▶ Problem:
Repeat each entry below exactly.

Material provided: Begin

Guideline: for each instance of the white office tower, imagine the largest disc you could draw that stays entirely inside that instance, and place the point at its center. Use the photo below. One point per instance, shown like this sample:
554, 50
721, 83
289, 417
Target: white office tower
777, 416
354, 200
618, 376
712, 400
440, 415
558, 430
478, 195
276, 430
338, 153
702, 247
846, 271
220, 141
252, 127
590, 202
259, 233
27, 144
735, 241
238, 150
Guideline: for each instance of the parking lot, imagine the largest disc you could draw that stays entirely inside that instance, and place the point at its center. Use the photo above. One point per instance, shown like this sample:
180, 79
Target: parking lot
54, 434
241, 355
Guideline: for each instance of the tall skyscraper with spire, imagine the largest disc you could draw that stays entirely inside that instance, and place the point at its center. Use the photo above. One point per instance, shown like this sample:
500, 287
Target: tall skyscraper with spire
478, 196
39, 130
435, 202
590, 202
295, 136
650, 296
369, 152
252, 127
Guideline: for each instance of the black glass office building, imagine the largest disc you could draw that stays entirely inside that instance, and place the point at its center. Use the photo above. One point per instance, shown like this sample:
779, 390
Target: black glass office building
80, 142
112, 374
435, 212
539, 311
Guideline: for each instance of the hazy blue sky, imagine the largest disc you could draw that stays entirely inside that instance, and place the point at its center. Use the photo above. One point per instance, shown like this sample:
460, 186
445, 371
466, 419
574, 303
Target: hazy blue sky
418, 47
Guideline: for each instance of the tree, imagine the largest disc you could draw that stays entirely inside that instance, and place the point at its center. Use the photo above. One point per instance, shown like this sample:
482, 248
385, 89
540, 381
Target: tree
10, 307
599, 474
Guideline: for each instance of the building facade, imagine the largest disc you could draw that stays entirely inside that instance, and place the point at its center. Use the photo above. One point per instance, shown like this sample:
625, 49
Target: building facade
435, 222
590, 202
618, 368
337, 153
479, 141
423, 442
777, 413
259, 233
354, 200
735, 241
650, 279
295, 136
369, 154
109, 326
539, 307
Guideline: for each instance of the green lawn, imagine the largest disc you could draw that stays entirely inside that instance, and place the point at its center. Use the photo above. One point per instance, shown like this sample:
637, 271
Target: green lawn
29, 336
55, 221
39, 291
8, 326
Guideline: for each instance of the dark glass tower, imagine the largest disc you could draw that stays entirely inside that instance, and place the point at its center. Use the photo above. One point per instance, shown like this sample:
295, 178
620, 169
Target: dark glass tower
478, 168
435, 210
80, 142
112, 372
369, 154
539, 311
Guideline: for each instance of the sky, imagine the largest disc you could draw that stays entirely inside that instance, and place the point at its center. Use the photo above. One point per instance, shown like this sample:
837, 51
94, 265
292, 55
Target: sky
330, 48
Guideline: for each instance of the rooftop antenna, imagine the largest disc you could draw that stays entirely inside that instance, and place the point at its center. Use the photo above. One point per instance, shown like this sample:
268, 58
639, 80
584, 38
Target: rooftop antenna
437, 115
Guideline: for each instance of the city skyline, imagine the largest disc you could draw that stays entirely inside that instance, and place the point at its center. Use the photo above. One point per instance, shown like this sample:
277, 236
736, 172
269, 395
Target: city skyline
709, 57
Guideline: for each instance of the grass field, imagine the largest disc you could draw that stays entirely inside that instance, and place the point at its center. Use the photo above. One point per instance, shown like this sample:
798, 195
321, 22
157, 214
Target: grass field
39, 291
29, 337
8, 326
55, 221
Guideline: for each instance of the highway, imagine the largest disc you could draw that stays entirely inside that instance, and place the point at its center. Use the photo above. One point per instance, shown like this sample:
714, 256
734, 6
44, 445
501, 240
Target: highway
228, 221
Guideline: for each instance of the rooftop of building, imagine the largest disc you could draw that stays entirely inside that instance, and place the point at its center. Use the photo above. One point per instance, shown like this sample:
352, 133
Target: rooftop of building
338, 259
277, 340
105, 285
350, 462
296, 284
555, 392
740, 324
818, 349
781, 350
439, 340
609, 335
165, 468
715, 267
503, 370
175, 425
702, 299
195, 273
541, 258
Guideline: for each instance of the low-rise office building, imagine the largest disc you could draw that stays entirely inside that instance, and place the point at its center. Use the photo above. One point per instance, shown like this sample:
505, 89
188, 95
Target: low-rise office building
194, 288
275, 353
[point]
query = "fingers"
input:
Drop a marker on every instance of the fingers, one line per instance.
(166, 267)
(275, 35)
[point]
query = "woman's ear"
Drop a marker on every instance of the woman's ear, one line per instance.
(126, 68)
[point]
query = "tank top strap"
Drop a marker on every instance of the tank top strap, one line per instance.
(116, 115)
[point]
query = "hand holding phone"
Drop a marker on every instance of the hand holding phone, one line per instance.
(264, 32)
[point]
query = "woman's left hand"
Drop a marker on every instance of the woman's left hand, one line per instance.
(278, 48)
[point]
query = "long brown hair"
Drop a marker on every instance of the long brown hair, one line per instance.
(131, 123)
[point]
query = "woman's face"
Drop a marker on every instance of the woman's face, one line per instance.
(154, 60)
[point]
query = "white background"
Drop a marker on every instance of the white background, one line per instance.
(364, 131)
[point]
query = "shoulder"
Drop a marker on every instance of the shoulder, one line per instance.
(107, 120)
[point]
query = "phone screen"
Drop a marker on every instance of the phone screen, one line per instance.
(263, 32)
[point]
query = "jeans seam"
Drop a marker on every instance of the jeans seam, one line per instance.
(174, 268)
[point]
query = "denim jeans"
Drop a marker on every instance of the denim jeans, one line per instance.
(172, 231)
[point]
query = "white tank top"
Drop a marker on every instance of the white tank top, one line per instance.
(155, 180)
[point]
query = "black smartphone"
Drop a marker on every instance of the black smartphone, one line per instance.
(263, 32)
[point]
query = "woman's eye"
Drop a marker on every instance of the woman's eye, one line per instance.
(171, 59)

Material provided: End

▶ Answer space:
Guideline: for each instance of the white office tower, imagine the largest disc you could draw that stays entirely inside that instance, and place the point at its center. Use the photo below. One point per instance, shown like this sample:
554, 50
721, 83
289, 417
Target: white office tower
777, 416
354, 200
618, 376
712, 400
440, 415
558, 430
478, 195
276, 430
338, 153
702, 247
846, 271
220, 141
252, 127
590, 202
259, 233
27, 144
735, 241
238, 150
Guideline: for each instance of the parking lot, imagine the largest disc you could draw that stays entirely inside that instance, and place the point at its center. Use the photo above. One point per instance, shown like this sample:
180, 79
Target: parking lot
54, 434
241, 355
Guideline: for each instance of the tall skyscraper with spire, imagine the largest disc you could draw that stays entirely inside that instance, and place the point at its center. Use the photo above. One point per instance, shown like this sample:
500, 287
Target: tall skyscraper with spire
478, 196
39, 130
435, 202
590, 202
295, 136
650, 296
369, 152
252, 127
Guideline: for each instance of the black glass office building, imagine the largest disc you could draw that stays entirely inside that instance, and place the point at its center. Use the photo above. One point per instance, shown like this sample:
779, 390
Target: black glass office building
80, 142
112, 374
435, 212
539, 311
Guideline: for each instance of the hazy blue sky, imagine the largest disc you could draw that stays entirely inside that instance, and place the point at its center. Use the photo above. One point per instance, shown like this sample:
460, 186
445, 371
466, 419
574, 303
Target: hazy blue sky
418, 47
Guideline: for each instance of the tree, imagine the largest disc you could draw that stays entirely inside that instance, and place the point at its center. Use the photo above. One point per instance, shown like this sample:
482, 248
385, 89
540, 381
Target: tree
10, 307
599, 474
Guideline: for each instance of the building facade, imagine the largest disc you could draw that stays entirely inside that instance, and place the point at its center. Use the photo above. One point per instance, shown like this sample:
625, 49
Target: building facade
435, 222
590, 202
618, 368
337, 153
479, 141
423, 442
777, 413
259, 233
354, 200
735, 241
650, 279
295, 136
369, 154
109, 326
539, 307
Guideline: for each instance of the green lawn, imagine the largest disc you could draw that stays entirely inside that instance, and place the point at its center. Use the photo above. One point per instance, shown like this sample:
637, 271
Target: green lawn
29, 336
55, 221
39, 291
8, 326
Guideline: for each instance of the dark glass tower, imagine the largest disc you could draw that stays entirely inside that instance, and place the point at its center. Use the photo above. One point per instance, shown like this sample:
295, 178
620, 169
Target: dark glass tower
478, 168
435, 210
80, 142
112, 372
369, 154
539, 311
Guideline: for each instance of the sky, imagine the largest disc you could draw that stays entirely inside that instance, and place the point at its center. Use the photo above. One point per instance, shown like this sample:
837, 51
94, 265
292, 55
Target: sky
330, 48
Guideline: for each instance of the rooftop antenna, imagine the largest disc you could draw that stays entirely inside that instance, and place the point at its center. Use the photo above. One point per instance, shown like this sample:
268, 58
639, 80
584, 38
Target: rooftop antenna
437, 115
Guideline: for each instance of the city skyline, imagine the largest disc you could draw that stays entirely inside that instance, and place the point at its center. Use the photo above. One point per instance, shown like this sample:
277, 236
736, 172
269, 395
Target: city skyline
709, 57
Guideline: for each instance of the grass field, imagine the largest disc you could draw that stays entirely inside that instance, and place the point at its center. Use the photo above. One point per instance, shown like this sample:
798, 195
321, 22
157, 214
Target: grass field
39, 291
29, 337
8, 326
55, 221
Guideline: for each instance of the highway, imagine the largest disc you could draw that stays entirely inside that instance, and place the point at its center. Use the photo above. One point per instance, shown like this sample:
714, 256
734, 6
44, 445
501, 240
Target: highway
228, 221
Guideline: for each instance of the rooftop of building, imagine the largest disc you could draw that stays entirely inside that instance, and place the point at its center. Use the photo above. One point per instance, shown like this sample:
352, 133
Target: rooftop of building
338, 259
277, 340
105, 285
350, 462
296, 284
555, 392
740, 324
818, 349
781, 350
439, 340
609, 335
165, 468
715, 267
503, 370
175, 425
702, 299
195, 273
541, 258
Guideline: for each instance of the low-rise office building, imagine the largest disc you could draw that stays entirely inside that instance, and place the point at its center. Use the photo above. One point per instance, shown like this sample:
505, 89
188, 95
Target: low-rise office building
194, 288
275, 353
[point]
query = "fingers"
input:
Drop a marker on every instance of the fingers, one line per instance.
(166, 267)
(275, 35)
[point]
query = "woman's ear"
Drop a marker on every instance of the woman's ear, one line per instance.
(126, 68)
[point]
query = "tank top strap"
Drop a marker on every instance of the tank top strap, one line per instance.
(116, 115)
[point]
query = "hand holding phone"
Drop a marker on every instance of the hand holding phone, one line per instance.
(264, 32)
[point]
query = "woman's left hand"
Drop a marker on every instance of the woman's left hand, one line per instance.
(278, 48)
[point]
query = "long brown hair"
Drop a marker on every instance of the long brown hair, one line per instance.
(131, 123)
[point]
query = "woman's face"
Drop a marker on every instance of the woman's face, one line per instance.
(154, 60)
[point]
query = "white background"
Drop a marker on every instance of the white background, one line per instance.
(364, 131)
[point]
query = "shoulder"
Drop a marker on every instance of the shoulder, one line per instance.
(107, 120)
[point]
query = "phone screen"
Drop a marker on every instance of the phone screen, one line per instance.
(263, 32)
[point]
query = "jeans seam"
Drop a marker on every instance of the jeans seam, one line per instance.
(174, 268)
[point]
query = "denim jeans"
Drop a marker on every instance of the denim jeans, one line per instance.
(172, 231)
[point]
query = "white tank top"
Drop a marker on every instance of the white tank top, one line per instance.
(155, 180)
[point]
query = "black smartphone"
Drop a marker on every instance of the black smartphone, one line per instance.
(263, 32)
[point]
query = "woman's eye"
Drop a marker on every instance of the woman's eye, one line per instance.
(171, 59)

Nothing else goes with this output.